§ DIRECTIONS FOR THIS TASK: Find every line containing the string "street" in the data below, and report how many there are, with no other words.

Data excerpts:
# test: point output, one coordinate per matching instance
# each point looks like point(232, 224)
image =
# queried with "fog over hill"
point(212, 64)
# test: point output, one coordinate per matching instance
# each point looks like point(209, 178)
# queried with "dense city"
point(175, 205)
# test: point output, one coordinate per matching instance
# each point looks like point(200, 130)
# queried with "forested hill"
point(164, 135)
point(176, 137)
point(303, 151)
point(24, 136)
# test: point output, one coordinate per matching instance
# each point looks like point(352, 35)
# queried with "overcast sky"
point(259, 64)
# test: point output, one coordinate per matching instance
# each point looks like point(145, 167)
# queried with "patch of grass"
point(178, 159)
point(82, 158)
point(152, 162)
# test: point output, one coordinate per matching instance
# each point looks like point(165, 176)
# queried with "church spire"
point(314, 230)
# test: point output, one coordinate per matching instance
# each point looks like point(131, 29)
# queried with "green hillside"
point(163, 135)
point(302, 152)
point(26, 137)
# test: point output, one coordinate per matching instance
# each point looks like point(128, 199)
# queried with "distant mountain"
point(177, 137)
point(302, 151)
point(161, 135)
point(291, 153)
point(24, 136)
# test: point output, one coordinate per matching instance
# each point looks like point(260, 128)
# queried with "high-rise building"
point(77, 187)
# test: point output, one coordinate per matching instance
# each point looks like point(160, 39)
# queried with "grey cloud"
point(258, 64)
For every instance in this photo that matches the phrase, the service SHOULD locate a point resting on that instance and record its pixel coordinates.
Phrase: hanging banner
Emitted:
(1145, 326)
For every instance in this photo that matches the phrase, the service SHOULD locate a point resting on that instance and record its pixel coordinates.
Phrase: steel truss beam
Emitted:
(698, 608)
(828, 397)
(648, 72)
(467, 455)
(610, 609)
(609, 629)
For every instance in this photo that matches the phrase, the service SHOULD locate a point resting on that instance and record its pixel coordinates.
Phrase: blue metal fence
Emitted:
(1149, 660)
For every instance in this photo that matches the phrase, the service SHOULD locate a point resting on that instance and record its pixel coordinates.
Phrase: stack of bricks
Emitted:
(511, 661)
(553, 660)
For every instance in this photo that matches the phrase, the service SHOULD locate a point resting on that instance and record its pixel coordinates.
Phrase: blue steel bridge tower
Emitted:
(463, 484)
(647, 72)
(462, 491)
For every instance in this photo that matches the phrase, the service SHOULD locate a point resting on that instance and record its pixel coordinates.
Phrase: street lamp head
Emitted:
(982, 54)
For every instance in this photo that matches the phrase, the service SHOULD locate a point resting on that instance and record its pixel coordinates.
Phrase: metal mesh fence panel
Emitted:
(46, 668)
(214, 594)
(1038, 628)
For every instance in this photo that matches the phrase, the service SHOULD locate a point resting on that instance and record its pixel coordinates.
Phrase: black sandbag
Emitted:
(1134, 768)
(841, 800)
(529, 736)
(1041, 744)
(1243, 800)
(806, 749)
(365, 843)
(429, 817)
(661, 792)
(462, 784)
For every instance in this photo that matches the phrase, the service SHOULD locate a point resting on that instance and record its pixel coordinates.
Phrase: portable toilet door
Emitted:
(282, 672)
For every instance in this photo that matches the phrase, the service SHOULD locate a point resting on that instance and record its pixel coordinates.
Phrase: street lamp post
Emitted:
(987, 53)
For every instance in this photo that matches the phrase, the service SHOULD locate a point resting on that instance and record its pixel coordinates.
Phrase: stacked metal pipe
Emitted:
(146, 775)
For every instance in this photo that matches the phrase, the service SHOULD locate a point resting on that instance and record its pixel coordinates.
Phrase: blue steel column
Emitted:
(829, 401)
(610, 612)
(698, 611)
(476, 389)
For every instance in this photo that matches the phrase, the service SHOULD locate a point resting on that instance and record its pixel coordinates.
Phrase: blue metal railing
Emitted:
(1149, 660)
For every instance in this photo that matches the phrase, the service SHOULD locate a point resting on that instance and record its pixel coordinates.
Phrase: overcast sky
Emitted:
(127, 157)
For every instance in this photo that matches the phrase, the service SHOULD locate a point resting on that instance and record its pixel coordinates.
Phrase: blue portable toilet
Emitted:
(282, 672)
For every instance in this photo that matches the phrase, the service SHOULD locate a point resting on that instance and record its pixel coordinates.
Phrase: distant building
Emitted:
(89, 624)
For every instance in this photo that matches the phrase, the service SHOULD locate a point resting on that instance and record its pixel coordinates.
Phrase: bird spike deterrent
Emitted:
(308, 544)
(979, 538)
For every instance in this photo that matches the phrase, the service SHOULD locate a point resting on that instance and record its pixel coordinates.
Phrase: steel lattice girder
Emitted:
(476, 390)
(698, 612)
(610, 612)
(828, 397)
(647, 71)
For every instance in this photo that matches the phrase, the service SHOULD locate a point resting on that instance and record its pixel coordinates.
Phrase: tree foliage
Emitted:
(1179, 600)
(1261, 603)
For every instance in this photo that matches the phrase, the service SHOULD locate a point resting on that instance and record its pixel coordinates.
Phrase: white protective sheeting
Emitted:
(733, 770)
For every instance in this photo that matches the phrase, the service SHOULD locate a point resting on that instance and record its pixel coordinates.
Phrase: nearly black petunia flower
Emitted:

§ SOLUTION TO THIS TASK: 2